■ **TEXT EXCERPT**

A deadly fire in China’s northwest Xinjiang region has spurred an outpouring of anger at the country’s “zero COVID-19” policy, as Beijing fights growing public fatigue over its approach to containing the virus.
Ten people were killed and nine injured when the blaze ripped through a residential building in the regional capital of Urumqi on Thursday, Xinhua news agency reported.
Online posts circulating on Chinese and overseas social media platforms since Friday have said that lengthy COVID-19 lockdowns in the city hampered rescue attempts.
Photo: REUTERS
Some videos appeared to show crowds of people taking to the streets of Urumqi to protest against the measures.
The action comes against a backdrop of mounting public frustration over the Chinese government’s zero-tolerance approach to the COVID-19 pandemic and follows sporadic protests in other cities.
China is the last major economy wedded to a “zero COVID-19” strategy, with authorities wielding snap lockdowns, lengthy quarantines and mass testing in response to new outbreaks.
Footage showed hundreds of people massing outside the Urumqi City Government offices during the night, chanting: “Lift lockdowns.”
In another clip, dozens of people are seen marching through a neighborhood in the east of the city, shouting the same slogan before facing off with a line of officials wearing hazmat suits.
Journalists verified the videos by geolocating local landmarks, but were unable to specify when exactly the protests occurred.
A wave of anger simmered on social media on Friday amid claims that parked electric vehicles left without power during lengthy lockdowns blocked fire engines from entering a narrow road to the burning building.

Collection entries
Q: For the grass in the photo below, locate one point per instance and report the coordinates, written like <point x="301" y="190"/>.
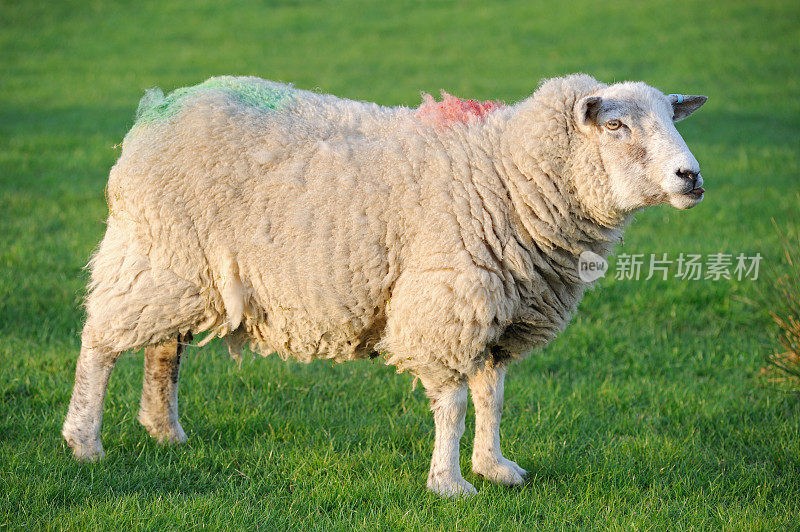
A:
<point x="647" y="413"/>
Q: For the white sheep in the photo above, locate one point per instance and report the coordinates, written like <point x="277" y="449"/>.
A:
<point x="444" y="238"/>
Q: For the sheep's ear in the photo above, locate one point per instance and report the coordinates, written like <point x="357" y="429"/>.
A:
<point x="685" y="104"/>
<point x="587" y="110"/>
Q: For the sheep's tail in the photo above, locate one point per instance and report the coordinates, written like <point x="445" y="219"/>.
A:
<point x="152" y="99"/>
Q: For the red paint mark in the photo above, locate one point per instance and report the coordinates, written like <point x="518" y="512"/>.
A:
<point x="452" y="109"/>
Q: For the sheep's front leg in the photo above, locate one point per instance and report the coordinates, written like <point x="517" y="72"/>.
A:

■ **ACTIVITY 1**
According to the Urumqi fire article, how many people were killed and how many were injured in the blaze?
■ **ACTIVITY 2**
Write out the part of the Urumqi fire article that opens with the words containing "The action comes" and closes with "the protests occurred.".

■ **EXERCISE ANSWER 1**
Ten people were killed and nine were injured.

■ **EXERCISE ANSWER 2**
The action comes against a backdrop of mounting public frustration over the Chinese government’s zero-tolerance approach to the COVID-19 pandemic and follows sporadic protests in other cities.
China is the last major economy wedded to a “zero COVID-19” strategy, with authorities wielding snap lockdowns, lengthy quarantines and mass testing in response to new outbreaks.
Footage showed hundreds of people massing outside the Urumqi City Government offices during the night, chanting: “Lift lockdowns.”
In another clip, dozens of people are seen marching through a neighborhood in the east of the city, shouting the same slogan before facing off with a line of officials wearing hazmat suits.
Journalists verified the videos by geolocating local landmarks, but were unable to specify when exactly the protests occurred.